- **SUPPLIED PASSAGE**
※ ※ ※
Salad Days: An Autumnal Experiment

Seed trays with various salad leaves

This year I'm trying an experiment with my late sown lettuces. I usually grow them in pots and some old sinks in my cold frames. Everything is fine initially, but the height of the front of frame is too low for the pots placed there and things get a little mushy.

This year I'm trying seed trays instead. These will give the leaves more headroom, but I'm not sure there's sufficient growing media to sustain them for the whole of the winter. However, that can be remedied easily if my fears prove well founded.

I made a relatively late sowing in early September of 2 rows of lettuce seed per tray - 'Merveille des Quatre Saisons', 'Lollo Rossa', 'Little Gem' and 'Salad Bowl', made easy with the use of seed tapes. That's why my rows are so even.

I've kept the trays on the sunniest part of the patio to maximise the light and warmth the trays receive, but as you can see I'm unlikely to be cropping much from them until early spring. They've also suffered the onslaught of the annual Birch seed 'snowstorm' and gained the odd autumn leaf.

I'll put them in the cold frame once the frosts start with a vengeance and I also have some fleece on standby just in case.

'Indigo Rose' update

My 'Indigo Rose' tomatoes are still cropping and I can report their flavour has improved slightly this late in the season. I've now bought the rest inside to keep us going for a couple more weeks.

Last week saw the first BUG talk of the season, given by Alice Doyle from Log House Plants in Oregon. She took us on a fascinating, whistle stop tour through the vegetable varieties she considers worth growing, which includes the IndigoTM varieties of tomatoes.

It turns out Alice is a member of the collaborative breeding programme which is developing further new varieties under the IndigoTM banner. There are around 20 in the pipeline, of various hues, shapes and sizes. Alice mentioned another variety in her talk - IndigoTM 'Delicious'. It sounds like at least one better tasting variety is on its way.
※ ※ ※
- **SOURCE INFORMATION**

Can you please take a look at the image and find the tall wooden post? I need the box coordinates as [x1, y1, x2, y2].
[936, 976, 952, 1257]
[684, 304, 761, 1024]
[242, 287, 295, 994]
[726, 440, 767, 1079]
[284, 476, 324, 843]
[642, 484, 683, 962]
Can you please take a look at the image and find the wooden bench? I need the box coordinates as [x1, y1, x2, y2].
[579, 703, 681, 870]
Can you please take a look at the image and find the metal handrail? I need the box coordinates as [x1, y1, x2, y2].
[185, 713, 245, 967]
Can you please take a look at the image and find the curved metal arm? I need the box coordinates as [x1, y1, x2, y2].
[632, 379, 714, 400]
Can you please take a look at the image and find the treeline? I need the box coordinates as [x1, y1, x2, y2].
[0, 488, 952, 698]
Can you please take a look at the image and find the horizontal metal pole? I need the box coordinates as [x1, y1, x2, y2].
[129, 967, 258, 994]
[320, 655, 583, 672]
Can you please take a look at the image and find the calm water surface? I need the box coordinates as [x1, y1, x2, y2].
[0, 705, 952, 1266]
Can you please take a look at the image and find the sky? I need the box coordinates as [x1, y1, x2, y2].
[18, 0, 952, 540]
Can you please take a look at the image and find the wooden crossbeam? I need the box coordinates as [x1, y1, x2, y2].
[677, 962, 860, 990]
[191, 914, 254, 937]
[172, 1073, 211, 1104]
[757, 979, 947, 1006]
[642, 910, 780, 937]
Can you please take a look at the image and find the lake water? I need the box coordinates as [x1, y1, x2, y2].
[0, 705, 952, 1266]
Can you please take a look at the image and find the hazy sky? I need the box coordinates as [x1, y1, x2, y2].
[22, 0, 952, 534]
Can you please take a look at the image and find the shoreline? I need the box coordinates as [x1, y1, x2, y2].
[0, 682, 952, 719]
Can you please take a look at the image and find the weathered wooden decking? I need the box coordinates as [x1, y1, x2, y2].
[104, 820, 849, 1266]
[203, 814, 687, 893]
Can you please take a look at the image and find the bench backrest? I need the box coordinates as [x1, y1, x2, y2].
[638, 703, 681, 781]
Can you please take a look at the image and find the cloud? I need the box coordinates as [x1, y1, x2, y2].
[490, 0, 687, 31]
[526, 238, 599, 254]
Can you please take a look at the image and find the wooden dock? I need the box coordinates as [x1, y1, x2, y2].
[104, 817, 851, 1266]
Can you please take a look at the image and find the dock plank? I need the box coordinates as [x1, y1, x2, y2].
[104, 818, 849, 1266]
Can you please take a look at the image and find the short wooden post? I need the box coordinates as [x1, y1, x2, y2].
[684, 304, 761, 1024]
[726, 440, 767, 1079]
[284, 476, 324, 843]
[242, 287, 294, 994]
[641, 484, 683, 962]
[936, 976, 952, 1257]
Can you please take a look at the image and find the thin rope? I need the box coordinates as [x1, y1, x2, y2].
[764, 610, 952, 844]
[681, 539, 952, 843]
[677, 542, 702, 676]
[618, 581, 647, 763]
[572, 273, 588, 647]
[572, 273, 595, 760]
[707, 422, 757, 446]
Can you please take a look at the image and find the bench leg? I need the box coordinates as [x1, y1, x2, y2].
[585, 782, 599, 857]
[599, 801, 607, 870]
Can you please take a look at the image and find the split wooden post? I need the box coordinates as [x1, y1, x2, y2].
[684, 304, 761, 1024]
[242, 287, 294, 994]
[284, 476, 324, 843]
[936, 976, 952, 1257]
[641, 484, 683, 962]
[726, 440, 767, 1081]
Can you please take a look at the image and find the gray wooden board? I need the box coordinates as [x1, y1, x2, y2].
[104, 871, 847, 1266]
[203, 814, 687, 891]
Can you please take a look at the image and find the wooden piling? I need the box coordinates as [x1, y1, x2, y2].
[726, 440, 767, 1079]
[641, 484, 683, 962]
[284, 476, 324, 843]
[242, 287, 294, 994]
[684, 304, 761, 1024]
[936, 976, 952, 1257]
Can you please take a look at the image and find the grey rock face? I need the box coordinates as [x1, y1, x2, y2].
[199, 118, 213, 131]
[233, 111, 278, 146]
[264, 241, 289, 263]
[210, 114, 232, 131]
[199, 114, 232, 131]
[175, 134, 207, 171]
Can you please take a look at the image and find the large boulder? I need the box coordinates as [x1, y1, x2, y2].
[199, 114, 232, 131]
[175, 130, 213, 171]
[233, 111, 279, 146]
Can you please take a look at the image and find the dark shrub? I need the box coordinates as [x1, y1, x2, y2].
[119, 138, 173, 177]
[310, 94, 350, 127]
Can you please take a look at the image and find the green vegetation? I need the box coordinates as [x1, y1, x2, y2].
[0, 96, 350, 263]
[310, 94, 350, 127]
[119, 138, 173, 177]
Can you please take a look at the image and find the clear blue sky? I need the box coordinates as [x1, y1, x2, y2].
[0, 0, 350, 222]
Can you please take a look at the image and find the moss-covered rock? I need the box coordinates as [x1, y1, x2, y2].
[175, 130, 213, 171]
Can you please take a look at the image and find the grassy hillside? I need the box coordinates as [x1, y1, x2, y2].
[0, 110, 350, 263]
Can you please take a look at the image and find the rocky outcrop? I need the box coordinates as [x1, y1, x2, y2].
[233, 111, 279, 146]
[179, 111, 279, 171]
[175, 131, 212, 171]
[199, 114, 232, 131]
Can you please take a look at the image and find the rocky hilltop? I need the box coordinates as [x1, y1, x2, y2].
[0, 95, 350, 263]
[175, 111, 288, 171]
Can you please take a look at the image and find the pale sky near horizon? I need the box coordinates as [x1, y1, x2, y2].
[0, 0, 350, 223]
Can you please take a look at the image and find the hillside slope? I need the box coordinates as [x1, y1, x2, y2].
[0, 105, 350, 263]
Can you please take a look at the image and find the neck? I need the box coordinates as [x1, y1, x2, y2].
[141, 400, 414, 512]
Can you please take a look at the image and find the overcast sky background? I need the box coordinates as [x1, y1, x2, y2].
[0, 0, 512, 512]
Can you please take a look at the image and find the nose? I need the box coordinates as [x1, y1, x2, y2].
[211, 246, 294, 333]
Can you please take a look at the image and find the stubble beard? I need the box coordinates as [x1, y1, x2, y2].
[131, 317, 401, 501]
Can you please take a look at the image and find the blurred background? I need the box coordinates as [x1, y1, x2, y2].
※ ※ ※
- **ACTION ITEM**
Continue the gardening post about autumn salad trays and 'Indigo Rose' tomatoes, picking up after its final sentence.

- **ANSWER TO THIS TASK**
A set of posters on the Log House Plants website (link opens as a PDF) gives us a foretaste of what is to come and introduces some of the breeders involved. This includes Tom Wagner, who I met in Oxford a few years ago.

Looking back on my blogged notes from that day, I should have guessed he'd be involved as he talked about developing anthocyanin rich varieties of both potatoes and tomatoes. I asked Alice about his potato work and she confirmed it continues.

It's a small world!


  1. I'm wishing I had somewhere to overwinter salads. I've got some nice oak leaf ones in raised beds which will probably last a few more weeks though.

    1. Hi CJ - I managed to overwinter quite a bit last year using a cloche and some fleece, though we did have a relatively mild winter. I've found land cress, kale, wild rocket and lamb's lettuce can withstand being left outside, though you need them to have bulked up well before the cold weather, so you have enough leaves to pick over the winter. I've also just sown my first batch of pea shoots to grow on a windowsill - they work very well over the winter as do sprouted seeds.

    2. NB That list was stuff left outside without any protection...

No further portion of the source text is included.